**** RAW DATA ****

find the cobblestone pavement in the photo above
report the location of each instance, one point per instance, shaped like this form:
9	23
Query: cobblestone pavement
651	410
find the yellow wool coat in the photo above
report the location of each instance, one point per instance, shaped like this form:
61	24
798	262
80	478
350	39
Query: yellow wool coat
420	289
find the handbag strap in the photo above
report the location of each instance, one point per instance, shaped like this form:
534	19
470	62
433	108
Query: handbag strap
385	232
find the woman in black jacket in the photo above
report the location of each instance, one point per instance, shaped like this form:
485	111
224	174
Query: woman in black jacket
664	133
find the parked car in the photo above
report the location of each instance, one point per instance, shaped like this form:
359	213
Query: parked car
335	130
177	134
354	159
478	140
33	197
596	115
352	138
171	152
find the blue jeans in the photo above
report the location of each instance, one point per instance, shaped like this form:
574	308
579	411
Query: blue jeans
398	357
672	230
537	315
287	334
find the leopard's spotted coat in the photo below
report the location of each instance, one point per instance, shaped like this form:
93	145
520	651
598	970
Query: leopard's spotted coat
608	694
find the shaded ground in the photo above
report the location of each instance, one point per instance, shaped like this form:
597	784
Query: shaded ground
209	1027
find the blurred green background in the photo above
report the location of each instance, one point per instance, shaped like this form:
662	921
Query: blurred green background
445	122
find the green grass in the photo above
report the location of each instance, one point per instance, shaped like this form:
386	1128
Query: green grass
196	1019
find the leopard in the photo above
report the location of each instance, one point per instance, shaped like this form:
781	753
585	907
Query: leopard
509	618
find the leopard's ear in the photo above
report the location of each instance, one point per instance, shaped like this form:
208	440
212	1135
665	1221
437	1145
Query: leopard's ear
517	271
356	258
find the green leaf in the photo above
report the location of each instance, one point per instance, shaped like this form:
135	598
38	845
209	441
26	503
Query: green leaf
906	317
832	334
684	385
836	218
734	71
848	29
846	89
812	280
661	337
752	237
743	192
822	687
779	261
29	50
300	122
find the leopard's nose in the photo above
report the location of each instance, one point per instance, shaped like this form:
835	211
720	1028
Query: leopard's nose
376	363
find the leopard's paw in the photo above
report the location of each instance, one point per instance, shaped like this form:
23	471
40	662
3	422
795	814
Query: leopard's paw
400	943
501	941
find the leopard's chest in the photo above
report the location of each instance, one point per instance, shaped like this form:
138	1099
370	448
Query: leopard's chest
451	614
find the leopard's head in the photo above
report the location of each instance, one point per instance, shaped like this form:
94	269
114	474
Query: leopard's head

****

Shift the answer coordinates in the records above by adding 114 to every number in them, and write out every line again from the line with "find the blue jeans in the photo above" through the end of the records, both ends included. Leave all other numbers as they are.

find the blue jeans in the photo above
report the location of each instance, one point per instance, shaped like this form:
574	308
579	411
Query: blue jeans
512	471
786	344
651	429
401	448
find the leopard's spotted coat in the photo below
report the location of each instance, one point per instance, shaped like this form:
93	145
520	651
598	970
Query: leopard's spotted coat
722	808
find the shaded ground in the photo above
report the location of each instance, one point per instance, shaped like this form:
597	784
Query: shaded ground
323	1141
find the blurred green background in the photo above
report the location of each instance, one point per instance, shaped like this form:
662	921
Query: blurred green background
559	236
find the green grass in the photo above
report the location of each instance, one point per instance, shaped like this form:
386	1128
Query: green grass
310	1133
find the leopard in the photo above
report the location of each instance, one point per instance, shaped like this form:
781	753
585	907
Query: leopard
623	732
find the leopard's ear in the photo above
report the location of each instance, one point per instance, shaped like this form:
208	440
212	1135
665	1221
437	1145
Query: leopard's ear
631	385
470	372
find the green leaf in the photo above
report the location of each instance, one point per instance, shaped like this form:
135	598
38	845
209	441
26	503
Query: green leaf
1020	431
946	448
798	499
950	332
848	185
962	143
960	203
926	394
775	451
866	351
857	306
936	801
893	375
143	164
414	236
find the leopard's nose in the photo above
report the location of each instance, one point per instance, shaped like this form:
835	211
720	1028
Query: leopard's nose
490	477
find the leopard's paw in the photo above
report the location of each instance, one point per instance, shaped like this form:
23	471
40	662
3	422
795	814
Query: leopard's paw
514	1057
615	1055
find the leopard's chest in the photo above
report the location of each instance, one point per instance, shaped like this form:
138	1099
370	448
Query: leopard's chest
565	728
find the leopard's head in the photo above
report the location of each instance, one point per instance, shaped like this form:
94	269
114	474
Query: leopard's head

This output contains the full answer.